**SOURCE DOCUMENT**
==============================

I've prescribed these for some patients. Always funny when they arrive in little sachets to the wards, and sometimes takes a little bit of explaining just what we're recommending!
What's your profession? And where is such a treatment accepted?
Probably an MD. This is a mainstream treatment. My understanding is that it's used to deal with necrotic flesh caused by antibiotic-resistant bacteria. (I could easily be wrong; I heard about this via my wife, who is a hospital chaplain.)
Psychologist. Specializes in maggot phobia.

[edit: just kidding].

It's also described in the US army field survival manual
I'm a doctor in the UK. We used them for vascular patients with poor wound healing/ulcers.
Wow, I was totally unaware this method is used in developed western medicine.
Napoleon's surgeon, Dominic Larry used to treat infections in injured people by putting maggots on them as thet eat only dead flesh, kill any bacteria in damaged tissue. Was referenced on an episode of House MD.

Skip to 9:22 https://www.youtube.com/watch?v=7z0HsGX6IGU

Kill any bacteria? That sounds like a perfect antibiotic, a Holy Graal of medicine.
Maggot wound dressings are incredibly effective at debridement of necrotic tissue. There's other approaches that can be taken (using enzymes, etc), but the maggots work great. Notably maggot therapy is only indicated for wounds that have necrotic tissue.

==============================

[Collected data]
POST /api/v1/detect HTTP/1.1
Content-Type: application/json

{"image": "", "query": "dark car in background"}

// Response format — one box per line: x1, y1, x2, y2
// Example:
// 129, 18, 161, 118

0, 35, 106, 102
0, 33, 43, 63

==============================

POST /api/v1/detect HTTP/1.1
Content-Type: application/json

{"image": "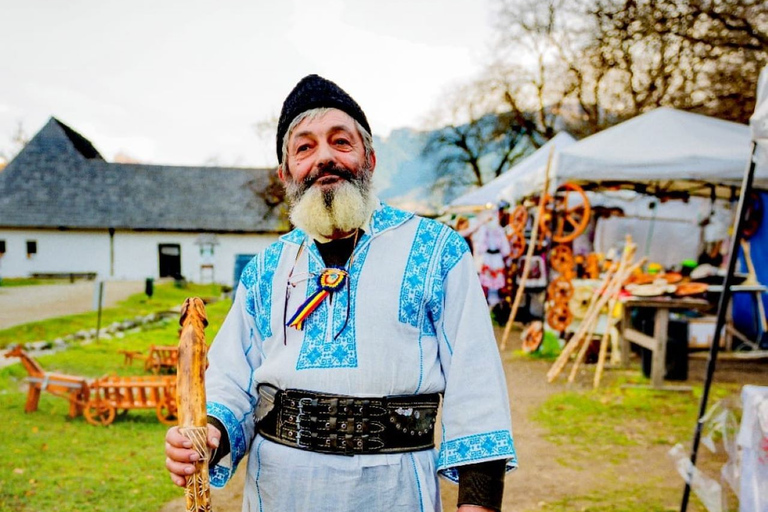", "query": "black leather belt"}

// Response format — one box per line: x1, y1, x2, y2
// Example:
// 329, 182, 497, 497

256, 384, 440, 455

==============================

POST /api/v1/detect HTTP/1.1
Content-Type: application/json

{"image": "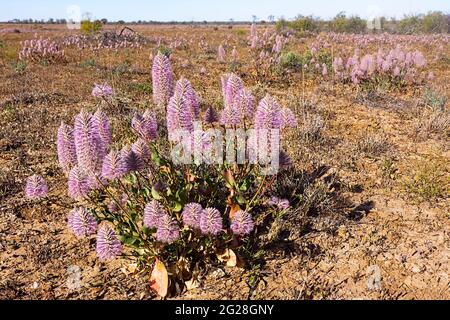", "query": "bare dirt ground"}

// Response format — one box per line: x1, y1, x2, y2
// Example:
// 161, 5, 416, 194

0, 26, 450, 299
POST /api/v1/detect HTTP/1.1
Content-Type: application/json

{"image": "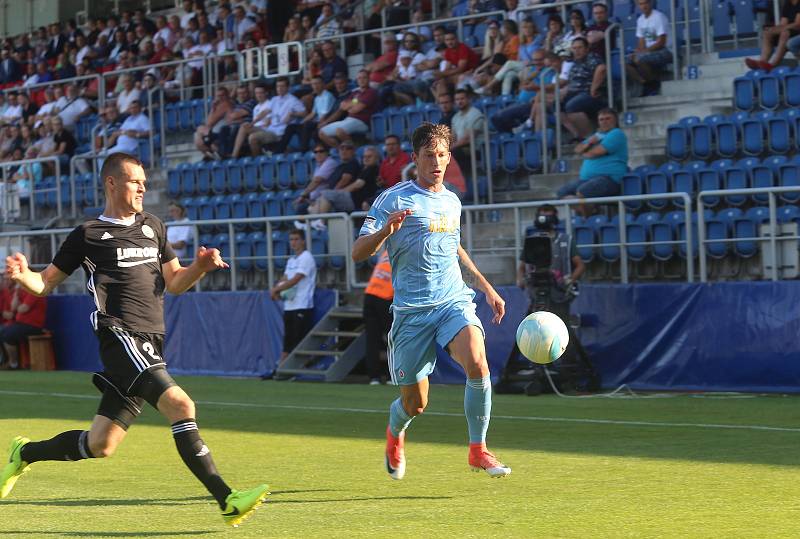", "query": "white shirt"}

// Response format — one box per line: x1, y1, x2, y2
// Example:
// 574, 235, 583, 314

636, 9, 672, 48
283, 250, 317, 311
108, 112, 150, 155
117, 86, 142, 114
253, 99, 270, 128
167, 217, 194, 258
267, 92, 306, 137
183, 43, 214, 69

==============================

**TO DO**
[1] Summarize the maggot therapy discussion in two sentences.
[2] Copy the part of the maggot therapy discussion running from "Wow, I was totally" to "Graal of medicine.", word for word.
Work from the maggot therapy discussion only and set the records aside.

**ANSWERS FOR THE EXERCISE**
[1] Participants in the maggot therapy discussion report prescribing maggots to patients, and one, a doctor in the UK, says they were used for vascular patients with poor wound healing or ulcers. Another participant states that maggot wound dressings are incredibly effective at debriding necrotic tissue and are indicated only for wounds that have necrotic tissue.

[2]
Wow, I was totally unaware this method is used in developed western medicine.
Napoleon's surgeon, Dominic Larry used to treat infections in injured people by putting maggots on them as thet eat only dead flesh, kill any bacteria in damaged tissue. Was referenced on an episode of House MD.

Skip to 9:22 https://www.youtube.com/watch?v=7z0HsGX6IGU

Kill any bacteria? That sounds like a perfect antibiotic, a Holy Graal of medicine.